* What is asked
[a] In the commentary on Jim Gamble's proposal, why did Gamble argue for community control instead of jail?
[b] Resume the commentary on Jim Gamble's proposal after its last sentence.

* Text section
-*-*-

Having failed to cause offence to anyone other than Martin by suggesting the McCann’s were not holy Geeklawyer thought he’d have another go. This time about kiddy pr0n & the child protection industry.
Jim Gamble, of the Child Exploitation and Online Protection Centre (CEOP) has caused outrage by suggesting that we should not skin alive anyone looking at, or suspected of looking at, children in a ‘dodgy‘ way. His thesis is that this is a vast social problem that would be better and more effectively dealt with by community control. And he suggested this because the numbers were so huge (tens of thousands of suspects were identified in Operation Ore) that jail was not practical and may cause more problems for child safety than it solves. He further contended that some offences were more serious than others and that the response should be a punishment matched to the seriousness of the offence: a principle not generally regarded as controversial elsewhere in the criminal law.
Critics say that he should “think of the children” and that jail is the only acceptable punishment for any offence involving children. Furthermore, they say, grading offences by severity is flawed because viewing kiddy porn is the same as making it and so should be treated in the same way.

-*-*-

* Data excerpts
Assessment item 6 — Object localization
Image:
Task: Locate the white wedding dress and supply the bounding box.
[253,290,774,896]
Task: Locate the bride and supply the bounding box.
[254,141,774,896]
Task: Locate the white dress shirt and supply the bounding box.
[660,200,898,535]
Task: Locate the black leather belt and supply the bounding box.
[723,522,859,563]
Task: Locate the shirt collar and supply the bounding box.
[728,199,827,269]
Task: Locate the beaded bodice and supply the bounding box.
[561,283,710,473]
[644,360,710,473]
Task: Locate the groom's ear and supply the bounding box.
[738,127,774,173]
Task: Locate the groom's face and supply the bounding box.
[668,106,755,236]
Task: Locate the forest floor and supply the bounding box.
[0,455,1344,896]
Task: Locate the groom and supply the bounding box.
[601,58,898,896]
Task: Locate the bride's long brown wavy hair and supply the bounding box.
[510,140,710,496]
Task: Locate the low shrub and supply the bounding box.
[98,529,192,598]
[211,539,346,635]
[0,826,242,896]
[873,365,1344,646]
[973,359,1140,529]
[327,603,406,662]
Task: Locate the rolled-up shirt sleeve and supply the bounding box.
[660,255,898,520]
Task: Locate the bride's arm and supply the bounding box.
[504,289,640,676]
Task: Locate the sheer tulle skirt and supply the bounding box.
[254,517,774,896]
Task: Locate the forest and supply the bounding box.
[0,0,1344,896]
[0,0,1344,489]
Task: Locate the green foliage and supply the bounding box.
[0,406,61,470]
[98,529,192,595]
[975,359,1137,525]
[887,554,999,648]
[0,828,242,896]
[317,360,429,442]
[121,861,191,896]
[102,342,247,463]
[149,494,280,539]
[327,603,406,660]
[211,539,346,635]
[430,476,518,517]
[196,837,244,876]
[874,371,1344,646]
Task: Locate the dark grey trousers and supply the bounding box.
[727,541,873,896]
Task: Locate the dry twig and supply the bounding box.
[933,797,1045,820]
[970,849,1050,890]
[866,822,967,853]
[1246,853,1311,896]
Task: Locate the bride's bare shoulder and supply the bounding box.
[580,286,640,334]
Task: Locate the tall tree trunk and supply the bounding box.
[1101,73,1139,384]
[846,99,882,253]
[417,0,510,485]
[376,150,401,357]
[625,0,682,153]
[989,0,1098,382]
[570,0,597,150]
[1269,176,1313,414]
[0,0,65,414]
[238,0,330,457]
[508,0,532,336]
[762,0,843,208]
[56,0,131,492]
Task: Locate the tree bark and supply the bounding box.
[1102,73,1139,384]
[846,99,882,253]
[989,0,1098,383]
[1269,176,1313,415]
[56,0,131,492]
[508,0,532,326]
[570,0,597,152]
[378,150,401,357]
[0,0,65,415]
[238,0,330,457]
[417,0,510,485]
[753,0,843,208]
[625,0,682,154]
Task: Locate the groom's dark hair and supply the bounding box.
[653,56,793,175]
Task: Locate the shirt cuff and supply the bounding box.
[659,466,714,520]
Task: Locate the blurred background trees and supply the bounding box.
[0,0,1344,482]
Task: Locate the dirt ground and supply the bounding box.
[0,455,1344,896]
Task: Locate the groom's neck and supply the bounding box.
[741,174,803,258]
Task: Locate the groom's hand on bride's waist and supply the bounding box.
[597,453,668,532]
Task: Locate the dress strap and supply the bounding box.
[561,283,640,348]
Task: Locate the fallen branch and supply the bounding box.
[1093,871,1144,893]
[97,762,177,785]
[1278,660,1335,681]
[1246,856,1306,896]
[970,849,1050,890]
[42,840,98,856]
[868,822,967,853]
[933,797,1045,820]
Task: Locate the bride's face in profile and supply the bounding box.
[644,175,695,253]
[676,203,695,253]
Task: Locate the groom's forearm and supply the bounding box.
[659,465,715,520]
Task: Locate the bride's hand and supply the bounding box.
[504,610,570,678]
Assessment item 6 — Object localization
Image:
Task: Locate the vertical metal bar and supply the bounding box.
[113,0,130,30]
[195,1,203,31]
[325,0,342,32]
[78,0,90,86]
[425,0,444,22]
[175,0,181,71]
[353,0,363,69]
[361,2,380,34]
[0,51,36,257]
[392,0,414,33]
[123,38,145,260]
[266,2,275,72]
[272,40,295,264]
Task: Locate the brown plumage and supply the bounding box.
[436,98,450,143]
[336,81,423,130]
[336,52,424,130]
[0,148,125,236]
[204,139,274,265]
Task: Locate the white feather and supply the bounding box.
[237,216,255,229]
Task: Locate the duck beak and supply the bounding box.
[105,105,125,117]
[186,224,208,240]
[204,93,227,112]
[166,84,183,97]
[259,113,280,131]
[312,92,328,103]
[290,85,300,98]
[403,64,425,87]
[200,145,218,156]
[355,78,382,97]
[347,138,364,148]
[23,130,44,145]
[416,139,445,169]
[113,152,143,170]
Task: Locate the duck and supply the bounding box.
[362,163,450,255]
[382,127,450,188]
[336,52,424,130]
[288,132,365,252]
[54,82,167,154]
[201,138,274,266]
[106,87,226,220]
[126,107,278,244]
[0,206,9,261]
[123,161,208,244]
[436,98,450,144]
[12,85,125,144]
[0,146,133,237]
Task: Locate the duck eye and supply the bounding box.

-*-*-

* Written responses
[a] The numbers were so large that jail was not practical. Operation Ore alone identified tens of thousands of suspects. He also said jail might cause more problems for child safety than it solves.

[b]
Geeklawyer says that this is wrong on several grounds; and he also has a suspicion that the protection of children is one of those instinctive reactions that leads to irrational ill-considered responses and counter-productive solutions; 15 mph speed limits outside school being a minor example.
Firstly where people are committing lower level offences jail is often just not that a great solution. Sure, it makes us feel good but does it work? Some evidence suggests not and that it validates and legitimates the behaviour by those seeking to justify it to themselves: putting such people in the company of others who all say “it’s OK to do this, really.” doesn’t seem such a smart move. And jail is a far better networking tool for perverts than the Internet - indeed several cases have arisen where low level paedophiles have met in prison and gone on to commit acts on their release.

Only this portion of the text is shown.